▶ [Exercise details]: Copy out again every line from the one containing "Where can the charging" through the last line, requests included, and raise each x and y coordinate in the answers by 101.

▶ [Dataset records]:

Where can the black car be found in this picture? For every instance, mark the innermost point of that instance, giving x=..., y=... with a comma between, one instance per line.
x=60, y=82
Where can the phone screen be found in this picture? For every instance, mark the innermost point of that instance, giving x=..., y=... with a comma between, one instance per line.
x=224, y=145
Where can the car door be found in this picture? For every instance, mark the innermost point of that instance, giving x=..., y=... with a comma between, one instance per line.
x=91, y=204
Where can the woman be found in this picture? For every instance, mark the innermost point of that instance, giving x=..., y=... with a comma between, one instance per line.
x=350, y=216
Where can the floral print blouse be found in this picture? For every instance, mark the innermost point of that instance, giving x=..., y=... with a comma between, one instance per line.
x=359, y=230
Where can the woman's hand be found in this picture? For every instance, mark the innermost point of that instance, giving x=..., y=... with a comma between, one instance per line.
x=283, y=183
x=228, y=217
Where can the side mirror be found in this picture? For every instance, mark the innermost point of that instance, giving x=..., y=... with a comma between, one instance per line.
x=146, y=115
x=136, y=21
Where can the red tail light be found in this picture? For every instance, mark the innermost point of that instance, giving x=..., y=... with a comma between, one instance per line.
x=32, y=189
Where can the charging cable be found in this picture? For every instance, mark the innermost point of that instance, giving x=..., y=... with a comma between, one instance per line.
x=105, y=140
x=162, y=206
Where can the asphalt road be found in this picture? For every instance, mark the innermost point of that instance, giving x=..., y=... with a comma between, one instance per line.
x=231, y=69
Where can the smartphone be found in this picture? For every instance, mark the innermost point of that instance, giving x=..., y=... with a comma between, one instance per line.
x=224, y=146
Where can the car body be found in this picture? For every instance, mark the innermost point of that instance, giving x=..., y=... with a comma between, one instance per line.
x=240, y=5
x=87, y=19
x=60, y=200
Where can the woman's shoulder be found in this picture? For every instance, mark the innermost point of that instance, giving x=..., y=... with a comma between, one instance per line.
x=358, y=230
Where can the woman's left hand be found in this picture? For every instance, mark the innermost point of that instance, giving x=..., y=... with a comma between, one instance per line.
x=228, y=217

▶ [Full output]:
Where can the charging cable be found in this picture? For every instance, mark the innermost point of that instance, giving x=..., y=... with a comma between, one instance per line.
x=206, y=241
x=263, y=307
Where can the asphalt road be found in this picture? For every instance, mark the innermost point of that instance, giving x=..., y=... with a comma between, one instance per line.
x=332, y=170
Where can the smartphone be found in this picture? For every instance, mark the innermost point of that instance, giving x=..., y=... with a comma between, one instance per line.
x=325, y=247
Where can the car body be found in this picture? For every instance, mark the innermost point of that instance, giving x=..., y=... with a comma between, one instance per line.
x=341, y=106
x=188, y=120
x=161, y=301
Where can the woman's shoulder be found in this picture? For every instance, mark the innermost point of that instance, giving x=..., y=... with a comma between, one instance per line.
x=459, y=331
Where can the woman's left hand be found in this picture? For every instance, mark the innermost point of that instance, giving x=..., y=... with a comma between, one instance per line.
x=329, y=318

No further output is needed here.